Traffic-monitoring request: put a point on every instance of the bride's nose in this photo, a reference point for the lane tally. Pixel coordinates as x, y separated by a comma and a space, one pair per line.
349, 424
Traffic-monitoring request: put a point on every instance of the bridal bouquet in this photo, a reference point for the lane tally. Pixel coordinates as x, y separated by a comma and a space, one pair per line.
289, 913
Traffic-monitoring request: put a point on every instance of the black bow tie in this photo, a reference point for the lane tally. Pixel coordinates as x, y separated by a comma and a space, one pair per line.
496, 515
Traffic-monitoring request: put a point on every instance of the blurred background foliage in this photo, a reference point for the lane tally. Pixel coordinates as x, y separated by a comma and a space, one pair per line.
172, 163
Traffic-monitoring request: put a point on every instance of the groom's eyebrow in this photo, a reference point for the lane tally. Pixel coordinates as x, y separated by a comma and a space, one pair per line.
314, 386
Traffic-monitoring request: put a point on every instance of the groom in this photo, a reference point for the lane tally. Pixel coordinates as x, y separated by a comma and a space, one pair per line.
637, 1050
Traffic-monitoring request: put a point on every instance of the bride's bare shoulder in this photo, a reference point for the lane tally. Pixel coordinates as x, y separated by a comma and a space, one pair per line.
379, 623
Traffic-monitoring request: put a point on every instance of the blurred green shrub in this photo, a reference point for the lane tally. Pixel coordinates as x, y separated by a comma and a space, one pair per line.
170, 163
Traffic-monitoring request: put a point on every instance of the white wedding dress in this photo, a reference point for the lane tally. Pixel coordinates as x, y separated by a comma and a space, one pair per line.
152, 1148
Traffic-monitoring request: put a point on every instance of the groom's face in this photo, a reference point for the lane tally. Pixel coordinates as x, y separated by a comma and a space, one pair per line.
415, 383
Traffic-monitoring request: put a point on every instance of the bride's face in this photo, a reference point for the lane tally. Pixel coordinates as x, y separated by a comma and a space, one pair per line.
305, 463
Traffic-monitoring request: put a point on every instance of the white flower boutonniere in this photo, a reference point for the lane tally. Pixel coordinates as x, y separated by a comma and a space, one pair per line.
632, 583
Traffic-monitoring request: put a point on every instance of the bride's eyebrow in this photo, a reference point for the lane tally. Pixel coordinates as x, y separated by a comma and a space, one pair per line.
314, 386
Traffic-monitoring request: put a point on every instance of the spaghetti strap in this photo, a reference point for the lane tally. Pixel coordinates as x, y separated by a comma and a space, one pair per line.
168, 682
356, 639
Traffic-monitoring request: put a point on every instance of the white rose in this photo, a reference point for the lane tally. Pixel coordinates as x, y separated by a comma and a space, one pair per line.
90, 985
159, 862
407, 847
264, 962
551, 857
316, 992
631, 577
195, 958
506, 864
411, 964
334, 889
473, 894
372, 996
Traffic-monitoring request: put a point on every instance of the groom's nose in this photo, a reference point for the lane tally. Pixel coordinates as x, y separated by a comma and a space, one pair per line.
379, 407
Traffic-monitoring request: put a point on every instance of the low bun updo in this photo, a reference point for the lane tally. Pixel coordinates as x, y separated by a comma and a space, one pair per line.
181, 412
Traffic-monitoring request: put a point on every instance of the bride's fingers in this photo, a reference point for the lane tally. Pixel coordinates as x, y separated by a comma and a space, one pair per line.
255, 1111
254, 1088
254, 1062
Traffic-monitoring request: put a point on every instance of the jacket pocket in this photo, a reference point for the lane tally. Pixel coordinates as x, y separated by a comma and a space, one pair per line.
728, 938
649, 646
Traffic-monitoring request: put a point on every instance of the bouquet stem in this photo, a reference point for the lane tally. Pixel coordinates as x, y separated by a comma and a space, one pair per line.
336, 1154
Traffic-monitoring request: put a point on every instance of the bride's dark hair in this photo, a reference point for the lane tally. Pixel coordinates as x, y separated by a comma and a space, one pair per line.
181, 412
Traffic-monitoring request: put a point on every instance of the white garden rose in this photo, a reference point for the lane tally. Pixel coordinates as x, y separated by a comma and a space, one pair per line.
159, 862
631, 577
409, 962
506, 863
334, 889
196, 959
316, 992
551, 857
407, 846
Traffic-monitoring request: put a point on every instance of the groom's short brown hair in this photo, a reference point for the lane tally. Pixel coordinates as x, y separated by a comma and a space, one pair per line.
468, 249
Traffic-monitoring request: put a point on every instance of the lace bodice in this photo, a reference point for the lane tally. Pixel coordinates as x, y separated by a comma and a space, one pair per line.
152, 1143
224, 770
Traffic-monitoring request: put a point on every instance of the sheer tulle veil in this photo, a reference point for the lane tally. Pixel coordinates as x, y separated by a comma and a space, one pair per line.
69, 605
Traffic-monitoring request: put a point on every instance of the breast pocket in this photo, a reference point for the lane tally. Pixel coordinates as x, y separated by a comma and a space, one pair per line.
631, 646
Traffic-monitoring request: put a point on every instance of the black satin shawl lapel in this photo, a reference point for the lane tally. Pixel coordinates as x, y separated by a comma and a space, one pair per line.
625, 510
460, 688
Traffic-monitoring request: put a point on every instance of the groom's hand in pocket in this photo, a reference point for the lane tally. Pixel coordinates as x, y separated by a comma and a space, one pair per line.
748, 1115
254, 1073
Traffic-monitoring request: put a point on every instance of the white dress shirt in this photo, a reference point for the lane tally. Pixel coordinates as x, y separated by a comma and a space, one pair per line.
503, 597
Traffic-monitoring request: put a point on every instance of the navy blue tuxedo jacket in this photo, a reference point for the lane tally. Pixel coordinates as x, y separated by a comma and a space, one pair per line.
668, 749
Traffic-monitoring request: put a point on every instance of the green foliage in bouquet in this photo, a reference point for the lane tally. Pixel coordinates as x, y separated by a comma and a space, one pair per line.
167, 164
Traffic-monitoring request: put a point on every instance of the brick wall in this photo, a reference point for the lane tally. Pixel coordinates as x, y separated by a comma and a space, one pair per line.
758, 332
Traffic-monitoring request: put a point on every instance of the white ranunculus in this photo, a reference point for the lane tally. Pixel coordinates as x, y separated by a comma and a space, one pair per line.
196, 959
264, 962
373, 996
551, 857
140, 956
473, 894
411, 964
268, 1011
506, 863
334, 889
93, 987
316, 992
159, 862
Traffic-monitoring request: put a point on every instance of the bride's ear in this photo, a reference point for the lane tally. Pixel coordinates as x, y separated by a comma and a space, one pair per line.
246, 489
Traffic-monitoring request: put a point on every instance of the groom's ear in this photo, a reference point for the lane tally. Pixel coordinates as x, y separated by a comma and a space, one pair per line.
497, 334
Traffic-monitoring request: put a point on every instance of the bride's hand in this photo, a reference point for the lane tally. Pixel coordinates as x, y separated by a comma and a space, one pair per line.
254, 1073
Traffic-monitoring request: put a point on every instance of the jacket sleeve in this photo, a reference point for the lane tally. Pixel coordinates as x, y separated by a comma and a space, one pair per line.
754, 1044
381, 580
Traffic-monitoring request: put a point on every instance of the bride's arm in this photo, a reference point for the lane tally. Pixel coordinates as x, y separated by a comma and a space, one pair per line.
_ _ _ _ _
- [Your task]: Give all of the entries again, exactly.

- [Reply]:
Traffic-monitoring request: put a point on every instance of the bride's nose in this photo, a reference point for the lane tally. Pixel coordinates as x, y separated by a comma and a space, one pair per line.
349, 424
Traffic-monitoring request: put a point on every instance of the bridal bouquet in this photo, a reference point for the lane tally. Pixel coordinates as x, y separated by a comma and a space, one pair per line.
289, 913
Traffic-monitoring request: put a point on every instance of the black bow tie in this photo, a reference point for the lane tally. Pixel coordinates as x, y separated by a comma and a space, one pair per line.
496, 515
Traffic-monitoring request: put a point on every instance of the blurred background foliage in this photo, a reference point for the lane tally. Pixel coordinates as x, y separated by a comma and a space, one pair per line.
172, 163
Traffic-monitoring request: put a point on every instance of the groom's eyebrow in this photo, a reference point for the lane tally. Pixel coordinates as x, y separated by a comma and a space, one pair per line.
314, 386
Traffic-monitoring request: put a point on every instance of the groom in this photo, a reference point for the lane tally. Pixel coordinates as x, y separated by a comma and a space, one pair per line.
637, 1050
Traffic-monitoring request: put a point on every instance of the bride's bare shoulder in this photo, a reference point for the lane tally. Pixel coordinates as x, y separated by a comma and a space, one pair per line.
379, 623
Traffic-monitoring request: put a point on every instance of the blurred green shrub in this photo, a reference point for the lane tally. Pixel coordinates as x, y separated by a comma and a space, one pair per line.
170, 163
Traffic-monitoring request: put a point on every instance of the white wedding dress in this photo, a reference point for the lane tally. Pixel coordinates as x, y separated by a comma and a space, one pair per line.
152, 1148
Traffic-monitoring request: put a point on every instance of the groom's face in this photo, a reference point for the lane tally. Pixel coordinates as x, y separated by a comma and a space, one pair per line.
415, 383
Traffic-monitoring request: put a point on every instance of the bride's face in this photo, a reference point for the lane tally. Pixel coordinates as x, y separated by a comma and a space, one pair per line.
305, 463
Traffic-monitoring request: put a point on every instance of the white flower boutonniere in this photo, a reference point for the lane tally. Pixel coordinates as x, y separated by a comma and a space, one pair per line.
632, 583
Traffic-monitoring request: put a point on every instance of the bride's eyebrow in this photo, a reference point for the lane tally. Pixel coordinates as x, y separated by a comma and a space, one pair per line.
314, 386
Traffic-monitoring request: put a point on every instance of the spaghetti strap in this photo, a reference point for the lane tally. Pixel coordinates as x, y separated by a comma and a space, one pair per line.
168, 682
356, 639
Traffic-monitoring request: put a point on every instance of the white rose in this photo, a reference point for the lane tally. Pixel coordinates as x, y separated by a comma and a space, one pair per line.
90, 985
159, 862
407, 847
264, 962
551, 857
316, 992
631, 577
195, 958
506, 864
411, 964
334, 889
473, 894
372, 996
Traffic-monitoring request: put a point on every instance of the groom's nose in this photo, a reference point for the lane tally. Pixel coordinates as x, y separated by a comma and a space, one pair per line.
379, 407
Traffic-monitoring request: put a point on every instance of the low bun updo in this photo, a reference point for the lane tally. Pixel coordinates as x, y separated by a comma and a space, one pair per line.
181, 412
Traffic-monitoring request: put a point on every instance of the bride's fingers in this photo, a reference point for the lane tally. Pixel coordinates as x, y separated by a comma and a space, one pair per line.
255, 1111
254, 1088
254, 1062
Traffic-monitoring request: put a point on every instance of the jacket pocket in this photo, a reference point for the lane tally. Pixel coordinates as x, y separated by a comma and a space, one pair per line.
728, 938
649, 646
Traffic-monitoring request: put a point on every instance of the bouquet stem in this photo, a reference point for the lane tally. Pixel coordinates as x, y separated by a comma and a space, one pair per line.
336, 1154
Traffic-monitoring request: put a point on every instance of the bride's dark hair in this photo, a reference point for the lane tally. Pixel coordinates as x, y separated by a comma and a space, one pair per line.
181, 412
Traffic-monitoring request: put a point on every instance of the white garden rose in this photo, a reference point for the lane tally. Pixel coordinates as x, y separated by a comma and a space, one pair per line.
159, 862
631, 577
409, 962
506, 863
334, 889
196, 959
316, 992
551, 857
407, 846
Traffic-monitoring request: put a point on every instance of the groom's short brown hair in this photo, a reference point for the lane tally. Pixel coordinates as x, y separated by a comma and a space, one pair per line.
468, 249
Traffic-monitoring request: put a point on every instance of the lace bodice in this photo, a reference point for the lane tally. Pixel coordinates as x, y separated by a comma and a space, one pair per line.
152, 1143
224, 770
Traffic-monitoring request: put a point on every instance of the sheer tulle veil in this photo, a reference point for the lane tally. Pixel coordinates as x, y separated by a comma and a space, one pair per line.
69, 605
Traffic-monitoring request: put a point on every instance of the breast pocket in this photo, a reference point for the lane tally. Pixel coordinates as x, y separated by a comma and a space, one pair per line.
631, 646
Traffic-monitoring request: put a point on every instance of the black satin shawl lapel in this photo, a reference point for the lane tally. Pixel coordinates as x, y separated by a comma and a space, one pair per line.
625, 510
460, 688
Traffic-monitoring request: put a point on every instance of the groom's hand in pocket in this photo, a reference point for the lane tally. Pixel coordinates as x, y separated by a comma and a space, one pair per line.
748, 1115
254, 1073
Traffic-monitoring request: put a point on every instance of the white dress shirt in this photo, a reference point for the lane tally. Pixel coordinates as x, y separated by a comma and a space, one pair per line.
503, 597
Traffic-monitoring request: put a point on every instance of the navy blue tuxedo jacket in this photo, a reference point for the lane tally. Pixel coordinates as x, y separated by a comma and a space, one pair per line.
668, 749
Traffic-monitoring request: put a point on every instance of the green foliage in bouquet in this photo, a reference point for the lane tally. Pixel coordinates as x, y separated by a comma and a space, one pair per line.
167, 164
Traffic-monitoring request: put a point on every instance of the brick wall in this photo, a reference point for the lane tally. Pixel coordinates as x, y separated by a comma and a space, one pair per line.
758, 332
Traffic-monitoring request: put a point on every instance of the white ranunculus in this photo, a reference point for the lane tally. Pixel coordinates as x, y separated by a comma and a space, one pair per line.
196, 959
264, 962
373, 996
551, 857
140, 956
473, 894
411, 964
268, 1011
506, 863
334, 889
93, 987
316, 992
159, 862
Traffic-monitoring request: put a point on every instance of the bride's ear in this photo, a reference point for the lane tally. Pixel coordinates as x, y separated by a comma and a space, one pair per line.
246, 489
Traffic-monitoring request: put a point on every instance of the groom's ear in this photo, a reference point for the lane tally. Pixel coordinates as x, y separated by a comma and a space, one pair per line.
497, 334
Traffic-monitoring request: put a point on every instance of the bride's hand in this photo, a reference point for the lane tally. Pixel coordinates as x, y separated by a comma and a space, one pair per line.
254, 1073
Traffic-monitoring request: put a point on every instance of the jacket sleeve in this photo, a reference point for the lane tally. Pixel coordinates as x, y separated by a comma and a space, one pair per line.
754, 1044
381, 580
Traffic-monitoring request: put a point on every instance of the bride's arm in this photo, a reference point for the lane tally. Pixel coordinates as x, y separated by a comma and a space, one pair per line.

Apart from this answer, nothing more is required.